Given exercise: Convert every line of the entries below into one JSON list of strings, one string per line, and leave out blank lines.

Listed records:
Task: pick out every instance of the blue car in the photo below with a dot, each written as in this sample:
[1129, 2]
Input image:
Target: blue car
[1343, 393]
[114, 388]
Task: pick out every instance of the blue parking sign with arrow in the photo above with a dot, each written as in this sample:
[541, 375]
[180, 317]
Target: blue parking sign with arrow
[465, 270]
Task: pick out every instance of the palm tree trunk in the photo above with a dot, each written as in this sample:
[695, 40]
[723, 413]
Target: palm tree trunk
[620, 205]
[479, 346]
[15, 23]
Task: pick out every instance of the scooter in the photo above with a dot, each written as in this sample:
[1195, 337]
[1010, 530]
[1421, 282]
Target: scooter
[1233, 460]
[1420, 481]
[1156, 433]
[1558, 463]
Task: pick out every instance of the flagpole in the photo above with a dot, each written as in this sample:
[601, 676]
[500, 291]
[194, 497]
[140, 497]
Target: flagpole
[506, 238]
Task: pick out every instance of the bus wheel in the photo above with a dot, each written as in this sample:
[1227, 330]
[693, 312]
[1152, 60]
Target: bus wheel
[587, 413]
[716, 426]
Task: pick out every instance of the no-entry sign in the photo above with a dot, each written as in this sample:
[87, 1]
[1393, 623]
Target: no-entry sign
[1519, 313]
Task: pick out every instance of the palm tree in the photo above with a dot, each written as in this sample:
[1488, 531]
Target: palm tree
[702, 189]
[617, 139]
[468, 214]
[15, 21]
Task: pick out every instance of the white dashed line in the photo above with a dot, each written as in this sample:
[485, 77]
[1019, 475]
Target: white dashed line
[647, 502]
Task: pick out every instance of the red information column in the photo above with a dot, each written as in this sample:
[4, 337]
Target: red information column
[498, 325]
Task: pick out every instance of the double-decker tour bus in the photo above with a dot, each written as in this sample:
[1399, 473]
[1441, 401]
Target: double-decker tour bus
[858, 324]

Output below:
[
  "Task: pick out every instance of the blue car in the photo below with a dot, each written as in this sample:",
  "[1129, 2]",
  "Input image:",
  "Target: blue car",
  "[1343, 393]",
  "[114, 388]",
  "Task: pick out every instance of the blue parking sign with arrow in the photo above with a dot, each written as in this sample:",
  "[541, 375]",
  "[180, 317]",
  "Target: blue parking sign with arrow",
  "[465, 270]",
  "Task: pick out every instance of the palm tree trunk in the photo above with a dot, each written as in this sample:",
  "[695, 40]",
  "[723, 413]",
  "Target: palm tree trunk",
  "[620, 205]",
  "[479, 346]",
  "[15, 23]",
  "Task: pick out every instance of the scooter in the photo above with a dot, each written as in this sample:",
  "[1195, 337]",
  "[1010, 530]",
  "[1421, 282]",
  "Target: scooter",
  "[1233, 460]",
  "[1420, 481]",
  "[1156, 433]",
  "[1558, 463]",
  "Task: pick out every instance of the flagpole in the photo above with a dot, each written as in this sample:",
  "[601, 676]",
  "[500, 291]",
  "[194, 497]",
  "[140, 497]",
  "Target: flagpole",
  "[506, 238]",
  "Task: pick out every instance of the bus wheel in the photo above with a dot, each written as in this sample:",
  "[1227, 330]",
  "[693, 312]",
  "[1152, 60]",
  "Target: bus wheel",
  "[587, 413]",
  "[716, 426]",
  "Task: pick out every instance of the no-entry sign in the photo above with a dot, each written as in this sample:",
  "[87, 1]",
  "[1393, 623]",
  "Target: no-entry sign",
  "[1519, 313]",
  "Task: pick out every instance of the palm tree in the photo above with a dot, each written as in this sample:",
  "[1488, 531]",
  "Target: palm tree",
  "[702, 189]",
  "[617, 139]",
  "[468, 214]",
  "[15, 21]",
  "Task: pick out every instance of the white dashed line in the photo above with a dot, each written as in this sample:",
  "[485, 77]",
  "[1019, 475]",
  "Target: white dashed line",
  "[647, 502]",
  "Task: pick out every instance of the red information column in the photo above with a dot, each written as in this sample:",
  "[4, 337]",
  "Target: red information column",
  "[498, 325]",
  "Task: pick out every instance of the double-decker tour bus in the photo above with a dot, each written as in this sample:",
  "[1399, 473]",
  "[1441, 401]",
  "Target: double-decker tour bus",
  "[858, 324]"
]